• [The exercise] Copy out every entry below word for word, changing nothing.

• [Task material]
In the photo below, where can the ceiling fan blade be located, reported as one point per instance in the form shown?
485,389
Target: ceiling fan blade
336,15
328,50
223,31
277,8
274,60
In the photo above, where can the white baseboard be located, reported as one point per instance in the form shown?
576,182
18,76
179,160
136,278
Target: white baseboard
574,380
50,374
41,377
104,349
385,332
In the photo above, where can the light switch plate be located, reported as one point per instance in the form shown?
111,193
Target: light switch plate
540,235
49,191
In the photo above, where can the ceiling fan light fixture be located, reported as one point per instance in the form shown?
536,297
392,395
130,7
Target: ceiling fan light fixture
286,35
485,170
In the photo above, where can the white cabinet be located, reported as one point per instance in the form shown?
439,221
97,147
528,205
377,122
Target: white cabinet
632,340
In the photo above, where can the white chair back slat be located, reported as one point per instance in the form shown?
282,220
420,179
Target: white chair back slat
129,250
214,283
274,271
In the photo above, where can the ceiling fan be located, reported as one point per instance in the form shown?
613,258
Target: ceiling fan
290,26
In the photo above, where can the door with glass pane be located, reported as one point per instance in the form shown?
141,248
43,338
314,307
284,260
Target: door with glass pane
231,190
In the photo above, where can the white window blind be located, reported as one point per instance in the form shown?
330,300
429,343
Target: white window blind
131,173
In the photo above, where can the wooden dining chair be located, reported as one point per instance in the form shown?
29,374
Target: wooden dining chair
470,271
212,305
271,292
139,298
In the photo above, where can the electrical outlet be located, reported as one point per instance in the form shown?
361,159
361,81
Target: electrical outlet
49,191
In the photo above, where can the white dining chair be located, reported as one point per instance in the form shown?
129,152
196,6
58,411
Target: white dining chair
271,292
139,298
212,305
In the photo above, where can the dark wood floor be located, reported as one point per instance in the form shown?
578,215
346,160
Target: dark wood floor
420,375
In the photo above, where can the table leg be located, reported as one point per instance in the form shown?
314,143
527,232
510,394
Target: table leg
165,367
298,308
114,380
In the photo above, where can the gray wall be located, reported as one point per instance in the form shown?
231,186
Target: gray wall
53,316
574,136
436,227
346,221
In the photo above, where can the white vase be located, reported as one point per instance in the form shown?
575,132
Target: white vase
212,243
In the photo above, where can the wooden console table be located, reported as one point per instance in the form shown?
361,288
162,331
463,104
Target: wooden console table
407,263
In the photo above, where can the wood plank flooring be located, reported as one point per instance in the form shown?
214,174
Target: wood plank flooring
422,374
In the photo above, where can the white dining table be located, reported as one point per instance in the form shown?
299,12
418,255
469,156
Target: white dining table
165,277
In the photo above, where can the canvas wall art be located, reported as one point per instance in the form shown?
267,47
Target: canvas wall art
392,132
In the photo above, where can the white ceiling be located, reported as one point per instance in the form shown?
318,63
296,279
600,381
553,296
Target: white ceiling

• [Task result]
In the photo below, where can the ceiling fan blade be located, reported as one point per instance in the form shown?
485,389
Target: ceiling fan blade
336,15
328,50
223,31
277,8
274,60
In the photo above, where can the white baseboard be located, reported as one point per instance in the form shown?
576,182
18,76
179,160
136,278
Target: white baseboard
574,380
50,374
41,377
104,349
385,332
In the photo above, where can the light switch plate be located, reported as one point per instance in the form shown?
111,193
Target: light switch plate
540,235
49,191
In the photo above, where can the ceiling fan light fixture be located, reported as one point per instance in the form shown?
536,297
392,395
130,7
Target: ceiling fan light fixture
286,35
485,170
In the photo above, where can the white cabinet be located, reported as one point per instance in the form shown?
439,221
97,147
528,205
377,122
Target: white cabinet
632,340
In the photo above, where can the white chair back slat be located, reported as one point per instance in the form shown?
282,220
420,179
Target: white chair back slat
129,250
214,283
274,271
In the photo above, where can the ceiling fan be located, reported as one point per instance in the form shown?
613,258
Target: ceiling fan
290,26
In the photo above, where can the door with glass pane be located, reported as one point per instance in the form shown?
141,248
43,338
314,307
284,260
Target: door with glass pane
231,190
In the photo above, where can the white window blind be located, reported as one point per instance in the form shown?
330,300
429,343
Target: white window blind
131,173
In the photo above, where can the wooden dining chair be located, reported as one point per instance in the form shown?
29,374
Target: wooden dining chair
470,271
212,305
271,292
139,298
In the photo above, where can the electrical outlet be located, reported as one point per instance in the form shown?
361,159
361,81
Target: electrical outlet
49,191
In the photo above, where can the white dining chair be located, reported as one point per instance in the form shown?
129,152
196,6
58,411
Target: white dining chair
271,292
139,298
212,305
In the photo above, where can the dark wood floor be located, reported as one point per instance in the form shown?
578,215
346,160
Target: dark wood floor
420,375
In the photo above, where can the table leg be located, reported as one point per instance in the form shown?
314,143
527,232
510,394
Target: table leg
165,367
298,308
114,380
In the photo above, where can the gray wall be located, reported as one point per instance in the form shown?
231,186
Target: gray wall
53,316
574,136
436,227
346,221
In the photo above, where can the white vase be located, reported as one point per instance in the form shown?
575,132
Target: white vase
212,243
In the photo above, where can the wooden console table be located, reported as one point per instance in the form shown?
361,288
162,331
463,104
Target: wooden console table
407,263
In the photo above, where can the wood plank flooring be located, reported as one point per instance in the form shown?
214,174
Target: wood plank flooring
422,374
In the photo above, where can the white dining table be located, reported as one point per instance in the form shown?
299,12
418,255
469,156
Target: white dining table
165,277
In the photo above, where can the canvas wall art be located, reported as one point per instance in the form shown?
267,47
Target: canvas wall art
392,132
In the photo above, where can the white ceiling be located, reported as one point per instance in the form shown?
318,63
296,279
600,381
553,296
Target: white ceiling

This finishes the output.